■ Source data
=== Begin Enclosure ===
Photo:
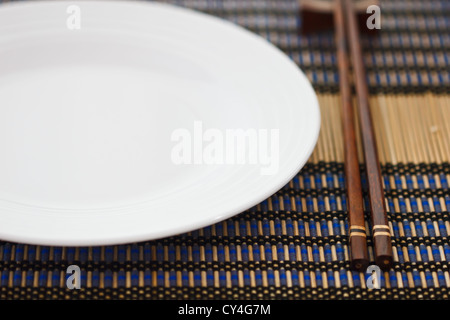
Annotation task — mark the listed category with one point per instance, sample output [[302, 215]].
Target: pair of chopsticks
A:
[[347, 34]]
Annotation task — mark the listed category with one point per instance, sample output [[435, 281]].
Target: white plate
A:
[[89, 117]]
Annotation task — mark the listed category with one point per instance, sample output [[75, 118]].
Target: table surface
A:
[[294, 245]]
=== End Enclosure ===
=== Begin Enclosure ===
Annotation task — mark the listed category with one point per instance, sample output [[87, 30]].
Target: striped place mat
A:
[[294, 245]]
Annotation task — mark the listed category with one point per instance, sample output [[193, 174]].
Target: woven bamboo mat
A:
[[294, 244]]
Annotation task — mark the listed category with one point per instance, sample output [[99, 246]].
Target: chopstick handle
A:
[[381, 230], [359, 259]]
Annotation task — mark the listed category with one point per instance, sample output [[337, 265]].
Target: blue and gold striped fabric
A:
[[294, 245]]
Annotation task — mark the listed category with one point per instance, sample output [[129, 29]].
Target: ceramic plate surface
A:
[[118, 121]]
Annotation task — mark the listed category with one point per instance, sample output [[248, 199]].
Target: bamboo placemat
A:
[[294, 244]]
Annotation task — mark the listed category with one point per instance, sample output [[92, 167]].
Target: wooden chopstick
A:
=== End Enclosure ===
=== Begin Enclosure ===
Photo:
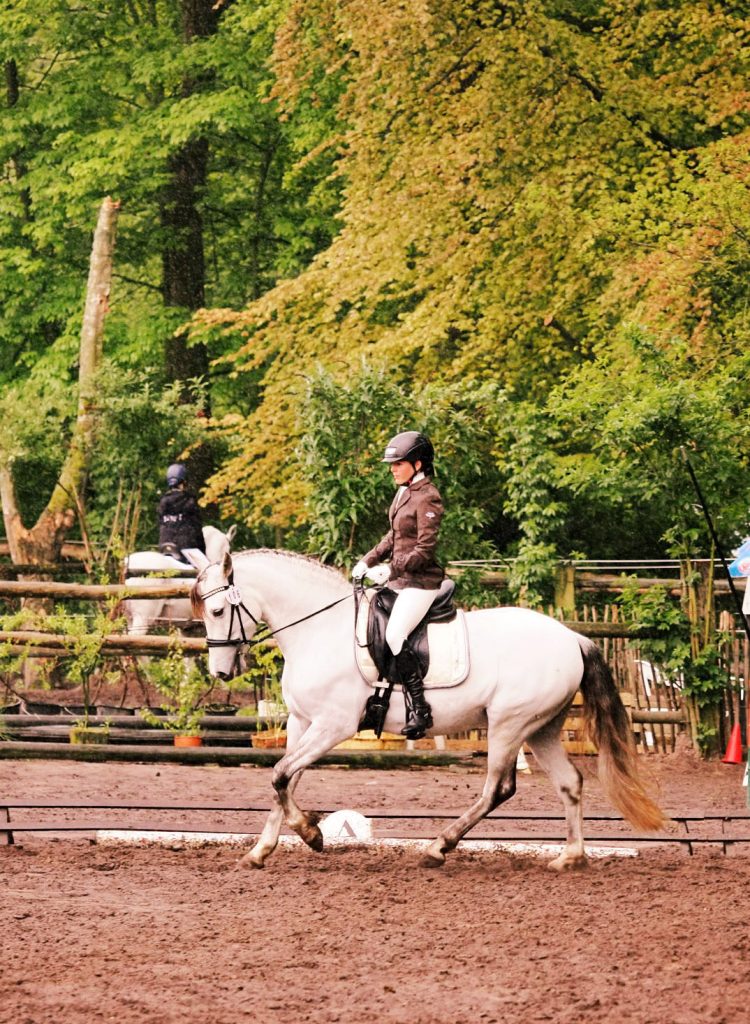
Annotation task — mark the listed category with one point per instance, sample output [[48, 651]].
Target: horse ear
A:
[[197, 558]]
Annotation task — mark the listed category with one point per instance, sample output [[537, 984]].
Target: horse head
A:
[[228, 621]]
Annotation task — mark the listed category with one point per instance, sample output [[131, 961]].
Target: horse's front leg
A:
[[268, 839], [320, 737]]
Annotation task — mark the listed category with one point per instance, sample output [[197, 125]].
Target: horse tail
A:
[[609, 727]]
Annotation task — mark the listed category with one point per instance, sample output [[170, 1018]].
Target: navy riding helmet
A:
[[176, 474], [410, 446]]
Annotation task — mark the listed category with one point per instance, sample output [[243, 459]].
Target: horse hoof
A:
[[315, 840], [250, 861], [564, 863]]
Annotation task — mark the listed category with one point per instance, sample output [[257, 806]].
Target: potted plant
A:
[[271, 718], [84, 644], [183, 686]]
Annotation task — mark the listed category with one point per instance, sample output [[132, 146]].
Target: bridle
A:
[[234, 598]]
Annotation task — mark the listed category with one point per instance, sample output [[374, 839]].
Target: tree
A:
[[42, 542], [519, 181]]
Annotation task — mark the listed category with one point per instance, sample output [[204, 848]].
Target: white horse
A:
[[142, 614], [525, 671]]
=== End Enclosure ===
■ Required work
Find the word "horse" in the entries, then copy out every line that has it.

■ Response to this exercise
Target: horse ear
Target: horse head
Target: horse's front leg
Target: horse tail
Target: horse hoof
Target: white horse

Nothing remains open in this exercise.